→ Exercice 1:
Recopiez mot pour mot l'ensemble des entrées d'annotation de cadres de délimitation qui suivent.

→ Bloc de texte:
Message de Kadré Désiré Ouédraogo à l’occasion de la célébration de la journée internationale des droits de la femme le 8 mars.

Femmes du Burkina Faso, mes chères compatriotes !

Le 8 mars de chaque année la communauté internationale célèbre la journée internationale de la femme. Journée privilégiée d’action en faveur de la promotion et de la défense des droits et de l’épanouissement de la femme, elle mobilise à l’échelle mondiale, tous les pays autour de thèmes et de projets spécifiques en fonction de leurs préoccupations fondamentales du moment.
Au Burkina Faso, en 2020, cette célébration, 163ème du genre, se fait dans un contexte particulièrement dramatique au regard de la crise sécuritaire que connait le pays avec son cortège de tueries attribuées à des groupes armés non identifiés et à des milices civiles, de populations déplacées obligées d’abandonner tous leurs biens et de fuir leurs champs et leurs villages ; et une crise humanitaire sévère. Elle se tient aussi dans un contexte marqué par une fronde sociale très aigue qui menace la paix sociale et annonce de grands mouvements sociaux dont les conséquences peuvent être désastreuses.
Le contexte national de 2020, c’est aussi cette échéance électorale présidentielle et législatives de novembre prochain porteuse de germes de tensions dont nul ne peut prévoir ni l’issue ni les conséquences. Il faut le dire, objectivement, le Burkina Faso de 2020, sous la gouvernance actuelle est au fond du gouffre.

Chers compatriotes !

Dans un tel contexte, tout naturellement, les couches sociales vulnérables que sont les femmes, les enfants et les personnes âgées sont les premières victimes. Les femmes, nos braves mères, sœurs, filles et épouses beaucoup plus que tous les autres, puisque dans les situations extrêmes et de guerre ce sont sur leurs frêles épaules qui ploient déjà sous le poids de l’injustice sociale liée à des tares sociétales innées, que repose la survie de la famille.
Ce tableau pour le moins sinistre, pose directement et de manière pressante la question même de l’existence de notre cher pays, le Burkina Faso, alors que monte de partout des appels à une prise de conscience urgente et à prendre les mesures fortes à même d’inverser la tendance tant la gouvernance actuelle peine à imaginer et à trouver les solutions pour faire face.

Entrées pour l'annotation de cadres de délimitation

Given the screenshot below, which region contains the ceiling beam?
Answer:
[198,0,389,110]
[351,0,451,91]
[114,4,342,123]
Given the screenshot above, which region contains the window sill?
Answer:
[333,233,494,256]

→ Exercice 2:
D'après le message du 8 mars ci-dessus, quel rang occupe la célébration de 2020 au Burkina Faso ?

→ Corrigé 1:
Given the screenshot below, which region contains the ceiling beam?
Answer:
[198,0,389,110]
[351,0,451,91]
[114,4,342,123]
Given the screenshot above, which region contains the window sill?
Answer:
[333,233,494,256]

→ Corrigé 2:
C'est la 163ème célébration du genre.